┌──
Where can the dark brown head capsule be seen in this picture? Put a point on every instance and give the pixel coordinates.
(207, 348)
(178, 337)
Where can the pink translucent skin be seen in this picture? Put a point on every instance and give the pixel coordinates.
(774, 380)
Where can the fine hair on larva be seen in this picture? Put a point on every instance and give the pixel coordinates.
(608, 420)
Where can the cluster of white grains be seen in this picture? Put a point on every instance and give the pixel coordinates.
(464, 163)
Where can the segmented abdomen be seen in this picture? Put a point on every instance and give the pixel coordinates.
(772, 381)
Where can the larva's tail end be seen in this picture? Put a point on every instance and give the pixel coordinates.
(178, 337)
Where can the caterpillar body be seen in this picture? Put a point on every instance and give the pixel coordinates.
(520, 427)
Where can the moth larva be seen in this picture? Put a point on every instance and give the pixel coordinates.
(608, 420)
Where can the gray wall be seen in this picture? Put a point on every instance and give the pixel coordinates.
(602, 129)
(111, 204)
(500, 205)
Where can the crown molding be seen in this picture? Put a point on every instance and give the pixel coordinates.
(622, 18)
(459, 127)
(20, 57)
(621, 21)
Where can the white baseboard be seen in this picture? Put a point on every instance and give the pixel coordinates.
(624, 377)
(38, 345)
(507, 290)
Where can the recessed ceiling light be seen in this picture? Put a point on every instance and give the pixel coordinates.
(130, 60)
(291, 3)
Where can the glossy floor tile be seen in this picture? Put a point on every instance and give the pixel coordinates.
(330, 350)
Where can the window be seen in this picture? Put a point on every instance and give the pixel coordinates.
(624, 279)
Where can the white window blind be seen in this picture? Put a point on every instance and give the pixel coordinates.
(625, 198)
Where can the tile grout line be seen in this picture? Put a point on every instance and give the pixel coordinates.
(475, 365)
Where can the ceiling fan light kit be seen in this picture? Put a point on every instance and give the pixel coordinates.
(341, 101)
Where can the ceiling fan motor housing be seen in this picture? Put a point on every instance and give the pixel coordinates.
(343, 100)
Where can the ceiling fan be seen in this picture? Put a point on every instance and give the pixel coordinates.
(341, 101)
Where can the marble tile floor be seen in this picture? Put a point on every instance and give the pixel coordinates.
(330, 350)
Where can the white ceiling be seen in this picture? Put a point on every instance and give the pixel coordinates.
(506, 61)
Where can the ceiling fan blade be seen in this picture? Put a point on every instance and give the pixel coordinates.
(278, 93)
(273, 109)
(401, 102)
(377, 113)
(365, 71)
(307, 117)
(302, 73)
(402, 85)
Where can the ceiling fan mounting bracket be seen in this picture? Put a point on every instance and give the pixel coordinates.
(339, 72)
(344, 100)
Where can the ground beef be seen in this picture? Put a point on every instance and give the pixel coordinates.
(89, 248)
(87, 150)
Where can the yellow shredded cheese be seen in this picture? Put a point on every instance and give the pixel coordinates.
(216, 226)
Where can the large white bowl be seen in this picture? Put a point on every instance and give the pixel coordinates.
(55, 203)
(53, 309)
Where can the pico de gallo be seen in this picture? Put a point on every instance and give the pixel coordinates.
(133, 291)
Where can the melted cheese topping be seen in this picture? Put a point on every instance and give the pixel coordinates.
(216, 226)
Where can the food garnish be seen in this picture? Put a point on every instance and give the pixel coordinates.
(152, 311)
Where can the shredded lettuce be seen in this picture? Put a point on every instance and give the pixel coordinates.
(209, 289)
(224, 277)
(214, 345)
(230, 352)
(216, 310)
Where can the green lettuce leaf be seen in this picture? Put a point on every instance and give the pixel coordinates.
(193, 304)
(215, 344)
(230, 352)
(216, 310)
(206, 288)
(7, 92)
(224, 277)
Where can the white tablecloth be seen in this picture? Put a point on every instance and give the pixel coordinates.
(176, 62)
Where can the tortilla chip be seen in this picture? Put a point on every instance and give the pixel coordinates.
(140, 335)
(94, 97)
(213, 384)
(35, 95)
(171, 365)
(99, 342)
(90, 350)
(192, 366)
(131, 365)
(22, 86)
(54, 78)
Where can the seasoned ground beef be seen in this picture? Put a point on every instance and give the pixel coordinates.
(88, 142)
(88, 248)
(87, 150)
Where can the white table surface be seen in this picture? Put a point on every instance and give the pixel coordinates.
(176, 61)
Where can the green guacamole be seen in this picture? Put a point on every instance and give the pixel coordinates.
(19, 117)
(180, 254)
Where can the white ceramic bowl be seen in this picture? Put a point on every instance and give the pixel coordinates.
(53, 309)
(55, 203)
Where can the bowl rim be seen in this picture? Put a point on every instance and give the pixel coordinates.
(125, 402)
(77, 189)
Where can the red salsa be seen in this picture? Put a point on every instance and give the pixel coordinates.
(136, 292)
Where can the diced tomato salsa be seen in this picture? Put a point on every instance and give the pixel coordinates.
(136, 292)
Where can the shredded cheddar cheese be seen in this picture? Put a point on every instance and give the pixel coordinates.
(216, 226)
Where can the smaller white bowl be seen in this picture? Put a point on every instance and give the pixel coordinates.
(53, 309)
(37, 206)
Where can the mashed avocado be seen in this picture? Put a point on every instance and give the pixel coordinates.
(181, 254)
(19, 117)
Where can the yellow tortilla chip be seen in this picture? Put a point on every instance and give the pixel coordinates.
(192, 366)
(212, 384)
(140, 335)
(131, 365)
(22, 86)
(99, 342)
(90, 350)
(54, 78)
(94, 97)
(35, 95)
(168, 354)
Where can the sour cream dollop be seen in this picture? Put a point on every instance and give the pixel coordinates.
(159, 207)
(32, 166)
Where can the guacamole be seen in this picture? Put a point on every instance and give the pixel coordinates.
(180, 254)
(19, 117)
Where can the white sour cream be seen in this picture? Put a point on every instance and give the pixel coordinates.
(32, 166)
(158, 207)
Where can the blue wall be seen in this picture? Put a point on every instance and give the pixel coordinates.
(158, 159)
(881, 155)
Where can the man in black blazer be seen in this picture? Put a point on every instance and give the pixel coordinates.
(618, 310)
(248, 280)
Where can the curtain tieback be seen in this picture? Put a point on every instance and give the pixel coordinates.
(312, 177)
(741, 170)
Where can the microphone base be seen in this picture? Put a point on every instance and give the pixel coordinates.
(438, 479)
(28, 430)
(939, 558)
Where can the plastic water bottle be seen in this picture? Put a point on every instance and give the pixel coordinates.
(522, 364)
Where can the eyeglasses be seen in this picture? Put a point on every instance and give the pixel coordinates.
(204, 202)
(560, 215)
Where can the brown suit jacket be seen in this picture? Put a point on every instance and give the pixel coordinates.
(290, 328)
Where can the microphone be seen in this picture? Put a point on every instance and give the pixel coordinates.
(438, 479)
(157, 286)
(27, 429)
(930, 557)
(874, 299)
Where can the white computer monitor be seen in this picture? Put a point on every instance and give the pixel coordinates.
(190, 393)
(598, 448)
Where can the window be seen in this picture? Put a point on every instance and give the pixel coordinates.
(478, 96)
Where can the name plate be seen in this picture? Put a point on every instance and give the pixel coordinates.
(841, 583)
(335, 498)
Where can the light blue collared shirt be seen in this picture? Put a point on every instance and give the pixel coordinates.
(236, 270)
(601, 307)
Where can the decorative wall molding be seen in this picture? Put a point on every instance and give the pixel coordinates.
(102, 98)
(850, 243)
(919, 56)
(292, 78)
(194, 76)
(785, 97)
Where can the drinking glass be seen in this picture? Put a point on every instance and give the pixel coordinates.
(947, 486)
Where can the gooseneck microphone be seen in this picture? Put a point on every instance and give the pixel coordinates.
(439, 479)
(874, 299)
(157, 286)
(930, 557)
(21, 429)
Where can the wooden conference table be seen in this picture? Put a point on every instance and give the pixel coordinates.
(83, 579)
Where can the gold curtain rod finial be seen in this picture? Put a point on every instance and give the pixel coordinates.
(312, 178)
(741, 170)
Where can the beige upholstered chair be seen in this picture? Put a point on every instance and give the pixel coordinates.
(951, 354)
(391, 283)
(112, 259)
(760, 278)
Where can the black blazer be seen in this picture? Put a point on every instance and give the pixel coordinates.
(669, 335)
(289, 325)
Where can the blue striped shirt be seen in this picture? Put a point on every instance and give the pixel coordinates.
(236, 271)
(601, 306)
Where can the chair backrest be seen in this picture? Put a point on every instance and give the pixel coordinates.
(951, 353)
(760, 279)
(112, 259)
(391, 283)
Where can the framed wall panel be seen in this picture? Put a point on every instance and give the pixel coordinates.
└──
# Problem description
Return exactly the lines of the data, and only those, from the line with "Where can the brown" through the last line, inclusive.

# Completed task
Where can the brown suit jacket be seen in this picture? Put a point on every instance and give the pixel coordinates.
(290, 328)
Where can the microphone be seen in this picture? Put a point on every instance and give the pixel coordinates.
(438, 479)
(157, 286)
(27, 429)
(930, 557)
(874, 299)
Where can the white computer monitor be seen in this picture? Put a point on every instance and give the pixel coordinates.
(190, 393)
(598, 448)
Where can the window be seen in this picture? Put a point on every instance and give the pixel coordinates.
(478, 96)
Where can the name plate be seen in this picture? Put a point on every instance and give the pixel coordinates.
(841, 583)
(335, 498)
Where can the light blue collared shirt be seen in this picture? Put a point on every instance and give the pixel coordinates.
(236, 270)
(601, 307)
Where can the decorative wall molding be seen in this picture? Put a point on every instance and give the pixel coordinates.
(102, 98)
(850, 243)
(919, 56)
(292, 78)
(194, 76)
(785, 97)
Where can the drinking glass be seen in this picture? Put a point on every instance and give the pixel coordinates.
(947, 486)
Where can the gooseneck microphone be seen in this picture? Put a point on every instance and give the pixel coordinates.
(439, 479)
(874, 299)
(157, 286)
(930, 557)
(21, 429)
Where can the wooden conference table be seen in this picture? Put a point on every instance and give the pixel coordinates.
(83, 579)
Where can the gold curtain rod finial be seen in this picture? Put a point on every instance and give the pixel coordinates.
(312, 178)
(741, 170)
Where can the beige upholstered chair be seen in this picture? Put a point on every instance and give the pixel coordinates.
(951, 354)
(391, 283)
(112, 259)
(760, 278)
Where can the black blazer be seen in this picture? Put a point on every instance and give the pixel coordinates.
(669, 335)
(289, 325)
Where can the blue striped shirt be seen in this picture? Put a point on every instance and give the pixel coordinates.
(236, 271)
(601, 306)
Where can the chair backrest be seen in this picture? Put a point on every instance and give the pixel coordinates.
(951, 353)
(760, 279)
(112, 259)
(391, 283)
Where can the framed wall panel be seen in this picture? Put a point on every instance and give the pixel coordinates.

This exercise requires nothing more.